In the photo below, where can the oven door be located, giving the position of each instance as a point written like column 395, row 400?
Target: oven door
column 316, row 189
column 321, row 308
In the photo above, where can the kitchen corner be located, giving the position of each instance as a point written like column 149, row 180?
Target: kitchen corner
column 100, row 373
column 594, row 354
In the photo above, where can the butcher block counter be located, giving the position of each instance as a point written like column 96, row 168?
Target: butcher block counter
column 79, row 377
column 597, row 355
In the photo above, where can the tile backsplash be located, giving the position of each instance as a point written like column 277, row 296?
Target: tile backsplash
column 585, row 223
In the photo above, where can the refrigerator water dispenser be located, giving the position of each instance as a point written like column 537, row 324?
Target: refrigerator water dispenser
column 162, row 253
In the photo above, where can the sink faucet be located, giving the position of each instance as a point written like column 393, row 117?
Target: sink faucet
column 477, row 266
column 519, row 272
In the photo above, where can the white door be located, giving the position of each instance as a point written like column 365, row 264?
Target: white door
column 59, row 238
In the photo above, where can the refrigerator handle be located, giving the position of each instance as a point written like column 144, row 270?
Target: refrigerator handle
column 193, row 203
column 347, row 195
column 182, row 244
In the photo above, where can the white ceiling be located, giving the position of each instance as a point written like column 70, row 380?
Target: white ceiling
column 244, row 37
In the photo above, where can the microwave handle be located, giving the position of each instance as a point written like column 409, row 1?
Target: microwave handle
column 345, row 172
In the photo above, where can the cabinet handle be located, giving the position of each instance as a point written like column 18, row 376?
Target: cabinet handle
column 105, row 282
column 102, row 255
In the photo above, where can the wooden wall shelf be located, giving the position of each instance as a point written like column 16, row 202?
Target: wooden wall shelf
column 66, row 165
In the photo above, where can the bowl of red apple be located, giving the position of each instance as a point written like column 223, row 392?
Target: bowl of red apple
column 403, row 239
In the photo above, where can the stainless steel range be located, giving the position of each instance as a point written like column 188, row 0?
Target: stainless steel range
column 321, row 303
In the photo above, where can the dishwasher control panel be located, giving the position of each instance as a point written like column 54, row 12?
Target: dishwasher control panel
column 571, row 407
********
Restate word for word only the lines above from the line containing "In the photo above, where can the white ceiling" to the line containing "In the photo above, where can the bowl", both of them included.

> **Task output**:
In the photo above, where can the white ceiling be located, giving the position of each instance as a point written like column 70, row 380?
Target: white ceiling
column 244, row 37
In the photo above, where can the microwave handle be located, giving the position of each instance as a point written like column 409, row 1?
Target: microwave handle
column 345, row 172
In the photo above, where can the cabinet handle be located, giving the position of each instance as a point written like column 18, row 376?
Target: cabinet handle
column 105, row 282
column 102, row 255
In the photo above, where can the wooden wall shelf be located, giving the position of each instance as a point written like column 16, row 202?
Target: wooden wall shelf
column 66, row 165
In the photo above, where can the bowl of red apple be located, giving the position of each instance as a point written like column 223, row 392?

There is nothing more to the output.